-- Begin Working data --

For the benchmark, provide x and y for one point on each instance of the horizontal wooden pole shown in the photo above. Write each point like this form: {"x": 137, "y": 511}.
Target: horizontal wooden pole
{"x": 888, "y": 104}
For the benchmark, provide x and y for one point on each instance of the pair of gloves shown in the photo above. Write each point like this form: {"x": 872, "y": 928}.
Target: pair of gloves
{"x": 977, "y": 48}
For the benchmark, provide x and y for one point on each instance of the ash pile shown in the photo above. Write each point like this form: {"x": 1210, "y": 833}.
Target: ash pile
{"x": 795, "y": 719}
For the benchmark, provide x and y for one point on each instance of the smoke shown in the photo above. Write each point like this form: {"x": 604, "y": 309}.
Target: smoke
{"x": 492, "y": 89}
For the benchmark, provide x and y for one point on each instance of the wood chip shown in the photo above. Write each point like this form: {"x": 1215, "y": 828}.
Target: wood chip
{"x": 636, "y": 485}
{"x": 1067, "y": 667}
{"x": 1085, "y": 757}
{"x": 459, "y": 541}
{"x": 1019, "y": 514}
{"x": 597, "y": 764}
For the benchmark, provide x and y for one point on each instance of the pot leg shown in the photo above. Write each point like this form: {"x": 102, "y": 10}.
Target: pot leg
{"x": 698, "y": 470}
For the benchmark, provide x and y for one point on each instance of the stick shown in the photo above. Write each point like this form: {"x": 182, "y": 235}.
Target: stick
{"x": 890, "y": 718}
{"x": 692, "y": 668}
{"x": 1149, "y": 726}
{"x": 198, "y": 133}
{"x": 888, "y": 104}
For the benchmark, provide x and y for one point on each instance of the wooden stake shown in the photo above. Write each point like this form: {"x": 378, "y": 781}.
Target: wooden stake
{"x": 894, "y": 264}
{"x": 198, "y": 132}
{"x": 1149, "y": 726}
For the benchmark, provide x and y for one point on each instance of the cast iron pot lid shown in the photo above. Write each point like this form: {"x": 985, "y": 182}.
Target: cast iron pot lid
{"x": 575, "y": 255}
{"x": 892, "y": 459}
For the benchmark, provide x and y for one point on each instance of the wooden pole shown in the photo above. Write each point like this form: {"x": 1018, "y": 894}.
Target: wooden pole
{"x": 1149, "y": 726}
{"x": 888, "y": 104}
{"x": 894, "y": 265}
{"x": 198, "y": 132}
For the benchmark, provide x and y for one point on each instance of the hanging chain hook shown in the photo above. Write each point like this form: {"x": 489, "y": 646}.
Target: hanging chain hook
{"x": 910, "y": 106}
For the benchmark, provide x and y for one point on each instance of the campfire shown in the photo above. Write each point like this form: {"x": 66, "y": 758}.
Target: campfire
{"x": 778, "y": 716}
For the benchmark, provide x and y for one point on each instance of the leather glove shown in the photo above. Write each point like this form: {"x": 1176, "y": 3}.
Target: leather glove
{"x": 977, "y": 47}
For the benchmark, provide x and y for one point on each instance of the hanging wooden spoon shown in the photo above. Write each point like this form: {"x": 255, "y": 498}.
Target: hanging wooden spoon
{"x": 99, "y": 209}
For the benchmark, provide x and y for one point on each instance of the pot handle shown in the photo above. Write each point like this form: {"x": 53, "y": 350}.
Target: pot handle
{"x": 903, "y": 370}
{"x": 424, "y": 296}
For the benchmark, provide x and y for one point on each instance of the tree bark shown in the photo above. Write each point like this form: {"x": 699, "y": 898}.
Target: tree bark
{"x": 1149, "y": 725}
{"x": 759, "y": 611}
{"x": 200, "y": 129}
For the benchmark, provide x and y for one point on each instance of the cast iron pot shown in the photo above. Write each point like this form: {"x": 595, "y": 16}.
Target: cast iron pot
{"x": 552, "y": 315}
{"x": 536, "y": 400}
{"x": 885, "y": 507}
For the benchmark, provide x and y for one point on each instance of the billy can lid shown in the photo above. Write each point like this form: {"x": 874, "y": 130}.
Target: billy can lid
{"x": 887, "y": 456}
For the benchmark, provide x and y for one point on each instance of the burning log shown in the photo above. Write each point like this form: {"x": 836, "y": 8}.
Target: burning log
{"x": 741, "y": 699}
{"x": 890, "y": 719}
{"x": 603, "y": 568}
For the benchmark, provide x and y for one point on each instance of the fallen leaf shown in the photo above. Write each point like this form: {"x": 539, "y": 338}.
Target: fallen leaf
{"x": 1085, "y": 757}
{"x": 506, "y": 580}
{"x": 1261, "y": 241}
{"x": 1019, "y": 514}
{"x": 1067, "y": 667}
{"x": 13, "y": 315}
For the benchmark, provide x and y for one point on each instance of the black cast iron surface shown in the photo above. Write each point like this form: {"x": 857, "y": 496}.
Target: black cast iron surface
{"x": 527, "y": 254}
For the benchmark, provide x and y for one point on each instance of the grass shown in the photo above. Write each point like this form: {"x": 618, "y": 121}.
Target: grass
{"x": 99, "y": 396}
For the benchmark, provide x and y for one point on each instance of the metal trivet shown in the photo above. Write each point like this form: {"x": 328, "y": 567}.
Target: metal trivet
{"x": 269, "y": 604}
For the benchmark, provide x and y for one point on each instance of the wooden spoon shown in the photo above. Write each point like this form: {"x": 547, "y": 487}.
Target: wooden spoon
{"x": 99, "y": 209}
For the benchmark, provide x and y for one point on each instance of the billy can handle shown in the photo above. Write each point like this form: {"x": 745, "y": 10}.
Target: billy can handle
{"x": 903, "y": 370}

-- End Working data --

**Exercise brief:** Please output every line of the rows above as a Markdown table with two columns, Number and Text, numbering the lines in order and leaving out any blank lines.

**Result for this task:**
| Number | Text |
|---|---|
| 1 | For the benchmark, provide x and y for one point on each instance of the horizontal wooden pole shown in the photo above. Write each point like this form: {"x": 137, "y": 511}. |
| 2 | Target: horizontal wooden pole |
| 3 | {"x": 888, "y": 104} |
| 4 | For the benchmark, provide x and y for one point on each instance of the pair of gloves shown in the photo above. Write each point like this form: {"x": 872, "y": 928}. |
| 5 | Target: pair of gloves |
| 6 | {"x": 977, "y": 48} |
| 7 | For the benchmark, provide x and y for one point on each instance of the ash pile shown in the photo above. Write each point like this form: {"x": 1210, "y": 833}. |
| 8 | Target: ash pile |
| 9 | {"x": 795, "y": 719} |
| 10 | For the benchmark, provide x and y for one point on each instance of the smoke shown in the photo above. Write each point like this form: {"x": 604, "y": 309}. |
| 11 | Target: smoke |
| 12 | {"x": 492, "y": 89} |
| 13 | For the benchmark, provide x and y for one point on each instance of the wood chip shown in the photo above. Write each point like this form: {"x": 1215, "y": 828}. |
| 14 | Target: wood chip |
| 15 | {"x": 636, "y": 485} |
| 16 | {"x": 1067, "y": 667} |
| 17 | {"x": 1085, "y": 757} |
| 18 | {"x": 459, "y": 541} |
| 19 | {"x": 1019, "y": 514} |
| 20 | {"x": 597, "y": 764} |
| 21 | For the benchmark, provide x and y for one point on each instance of the pot leg shown in the photo above. Write each point like this form: {"x": 102, "y": 10}. |
| 22 | Target: pot leg |
| 23 | {"x": 698, "y": 470} |
| 24 | For the benchmark, provide x and y for one point on each instance of the stick shown in the photo above. Write each point like this form: {"x": 182, "y": 235}. |
| 25 | Target: stick |
| 26 | {"x": 890, "y": 718} |
| 27 | {"x": 692, "y": 668} |
| 28 | {"x": 1149, "y": 726} |
| 29 | {"x": 198, "y": 133} |
| 30 | {"x": 888, "y": 104} |
| 31 | For the benchmark, provide x and y for one point on each instance of the wooden stake shown in the photo above. Write each point like this form: {"x": 378, "y": 781}. |
| 32 | Target: wooden stake |
| 33 | {"x": 894, "y": 264} |
| 34 | {"x": 198, "y": 132} |
| 35 | {"x": 1149, "y": 726} |
| 36 | For the benchmark, provide x and y for one point on each instance of the cast iron pot lid shown in the photo above. Write each point like this form: {"x": 985, "y": 182}. |
| 37 | Target: cast iron pot lid |
| 38 | {"x": 575, "y": 255} |
| 39 | {"x": 892, "y": 459} |
| 40 | For the benchmark, provide x and y for one point on each instance of the wooden pole shown in the photo above. Write each point like this form: {"x": 1018, "y": 894}. |
| 41 | Target: wooden pole |
| 42 | {"x": 1149, "y": 726} |
| 43 | {"x": 888, "y": 104} |
| 44 | {"x": 894, "y": 265} |
| 45 | {"x": 198, "y": 132} |
| 46 | For the benchmark, provide x and y for one point on each instance of the hanging chain hook shown in the photo above. Write each point like this form: {"x": 489, "y": 646}. |
| 47 | Target: hanging chain hook |
| 48 | {"x": 910, "y": 106} |
| 49 | For the benchmark, provide x and y for one point on each instance of the campfire shown in the photo above. Write each point like this form: {"x": 66, "y": 758}. |
| 50 | Target: campfire |
| 51 | {"x": 778, "y": 716} |
| 52 | For the benchmark, provide x and y for one point on each instance of the leather glove shown in the photo above. Write each point like this form: {"x": 1176, "y": 3}. |
| 53 | Target: leather glove |
| 54 | {"x": 977, "y": 47} |
| 55 | For the benchmark, provide x and y for one point on each instance of the hanging wooden spoon shown in the photo above. Write each point like this form: {"x": 255, "y": 498}. |
| 56 | Target: hanging wooden spoon |
| 57 | {"x": 99, "y": 209} |
| 58 | For the benchmark, provide x and y for one point on each instance of the pot handle shown in the photo above. Write each point like this form: {"x": 53, "y": 350}. |
| 59 | Target: pot handle |
| 60 | {"x": 903, "y": 370} |
| 61 | {"x": 424, "y": 296} |
| 62 | For the benchmark, provide x and y for one point on each instance of the tree bark shown in the photo above. Write each point like this form: {"x": 699, "y": 898}. |
| 63 | Target: tree bark |
| 64 | {"x": 1149, "y": 725} |
| 65 | {"x": 759, "y": 611} |
| 66 | {"x": 200, "y": 129} |
| 67 | For the benchmark, provide x and y for one point on each instance of the cast iron pot shown in the photo above. Write each point like this form: {"x": 595, "y": 16}. |
| 68 | Target: cast iron pot |
| 69 | {"x": 552, "y": 315} |
| 70 | {"x": 536, "y": 400} |
| 71 | {"x": 885, "y": 507} |
| 72 | For the benchmark, provide x and y for one point on each instance of the billy can lid shown in the photo above. Write each point like this form: {"x": 874, "y": 130}. |
| 73 | Target: billy can lid |
| 74 | {"x": 887, "y": 456} |
| 75 | For the benchmark, provide x and y for one point on each instance of the burning log shown in the photo above. Write each point like this form: {"x": 836, "y": 8}. |
| 76 | Target: burning log |
| 77 | {"x": 741, "y": 699} |
| 78 | {"x": 890, "y": 719} |
| 79 | {"x": 603, "y": 568} |
| 80 | For the benchmark, provide x and y for one point on each instance of the fallen leaf shown in the photo above. Write each point like this form: {"x": 539, "y": 338}. |
| 81 | Target: fallen leaf |
| 82 | {"x": 1085, "y": 757} |
| 83 | {"x": 506, "y": 580} |
| 84 | {"x": 1261, "y": 241} |
| 85 | {"x": 1019, "y": 514} |
| 86 | {"x": 1067, "y": 667} |
| 87 | {"x": 13, "y": 315} |
| 88 | For the benchmark, provide x and y for one point on each instance of the black cast iron surface shown in the photo above. Write each point like this form: {"x": 857, "y": 496}. |
| 89 | Target: black cast iron surface |
| 90 | {"x": 527, "y": 254} |
| 91 | For the benchmark, provide x and y for one point on each instance of the grass shown in the photo above. Write each point like this form: {"x": 618, "y": 121}. |
| 92 | Target: grass |
| 93 | {"x": 99, "y": 396} |
| 94 | For the benchmark, provide x and y for one point on each instance of the metal trivet shown in the photo above. Write each point like this form: {"x": 328, "y": 567}. |
| 95 | Target: metal trivet |
| 96 | {"x": 269, "y": 604} |
| 97 | For the benchmark, provide x and y for one point on each instance of the wooden spoon shown in the photo above. Write each point like this form: {"x": 547, "y": 487}. |
| 98 | Target: wooden spoon |
| 99 | {"x": 99, "y": 209} |
| 100 | For the benchmark, provide x and y for one point on each instance of the billy can handle shown in the photo above. Write each point like this form: {"x": 745, "y": 10}. |
| 101 | Target: billy can handle |
| 102 | {"x": 903, "y": 370} |